### Cuplikan Teks:
- - - -

Sabtu, 11 Oktober 2014

Mimpi Masjid UI:Belajar dari Jogokariyan

Dari Jogokariyan, kami bercita
membawakan cahaya untuk gelap
semesta dengan da’wah dengan 3 pilar
utama: Al Quran, Masjid, dan Sirah
Nabawiyah.
Al Quran
Di tahun 1980-an, HM Jazir ASP,
ayahanda dari Shofwan Al Banna, yang
mewakafkan diri menyelusur pelosok
negeri telah menemukan fakta : rendahnya
ketahanan ‘aqidah ummat bukan semata
faktor ekonomi, melainkan ‘rasa memiliki
terhadap agama’.
Mereka ringan berpindah agama, sebab
selama ini meski ber-KTP Islam, tapi tak
ada rasa handarbeni terhadap agamanya.
Di mana ‘rasa memiliki agama’ ini
terasas muncul? Observasi HM Jazir ASP
menunjukkan: dalam kemampuan
melafalkan Kitab Suci, Al Quran.
Di zaman itu, pembelajaran melafalkan Al
Quran masih rumit, dengan metode
Turutan, Baghdadiyah, dan lain-lain yang
disertai pengejaan. HM Jazir ASP lalu
menginisiasi satu cara pembelajaran
melafalkan Al Quran yang didasarkan
pada 1 tujuan asas: CEPAT BISA.
Metode baru yang berasas ‘langsung baca
tanpa dieja’ dan ‘cara belajar santri aktif’
itu diujicobakan di PAJ (Pengajian Anak
Jogokariyan).
Suatu hari, KH As’ad Humam RA dari
Kota Gede berkunjung dan melihat cara
HM Jazir ASP mengajar Al Quran dengan
metodenya itu. Beliau pun menunjukkan
ketertarikannya dengan metode
pembelajaran itu dan berkeinginan
mengembangkannya.
Mereka berdua pun akhirnya duduk
bersama, menyempurnakan metode dan
menyusun buku ajar Al Quran yang lalu
dinamai: IQRO’.
Bermula dari Pengajian Anak Jogokariyan,
IQRO’ -Cara Cepat Belajar Membaca Al
Quran- telah lahirkan 160 Ribu TPA di
seluruh Indonesia. Generasi seusia kita
berhutang pada IQRO’ yang walau tak
lepas dari kekurangan telah merevolusi
pembelajaran baca Al Quran.
Kini, IQRO’ yang di awal kehadirannya
disambut tak ramah, dengan kegigihan
HM Jazir ASP berkeliling negeri, diterima
luas. IQRO’ telah menjadi sistem ajar Al
Quran resmi Malaysia, Brunei, dan
Singapura. Kini bahkan dirintis di UEA,
Qatar, dan Oman.

- - - -

### Data Latihan:
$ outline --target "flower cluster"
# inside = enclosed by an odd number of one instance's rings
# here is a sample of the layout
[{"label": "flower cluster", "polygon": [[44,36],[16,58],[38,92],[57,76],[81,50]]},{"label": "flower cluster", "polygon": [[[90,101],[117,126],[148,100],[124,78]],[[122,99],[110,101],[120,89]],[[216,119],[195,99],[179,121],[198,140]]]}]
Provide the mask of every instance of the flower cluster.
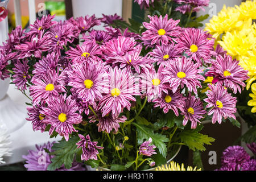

- - - -

### Petunjuk Tugas 1:
Sebutkan semua negara selain Indonesia yang disebut dalam cuplikan teks tentang IQRO’ sebagai tempat metode itu dipakai atau mulai dirintis.
### Petunjuk Tugas 2:
Ubah seluruh baris catatan menjadi daftar bernomor tanpa baris kosong, dan jangan masukkan gambar ke dalam jawaban.
Cuplikan teks dan catatan tidak saling berhubungan.

### Penyelesaian Soal 1:
Malaysia, Brunei, Singapura, UEA, Qatar, Oman

### Penyelesaian Soal 2:
1. $ outline --target "flower cluster"
2. # inside = enclosed by an odd number of one instance's rings
3. # here is a sample of the layout
4. [{"label": "flower cluster", "polygon": [[44,36],[16,58],[38,92],[57,76],[81,50]]},{"label": "flower cluster", "polygon": [[[90,101],[117,126],[148,100],[124,78]],[[122,99],[110,101],[120,89]],[[216,119],[195,99],[179,121],[198,140]]]}]
5. Provide the mask of every instance of the flower cluster.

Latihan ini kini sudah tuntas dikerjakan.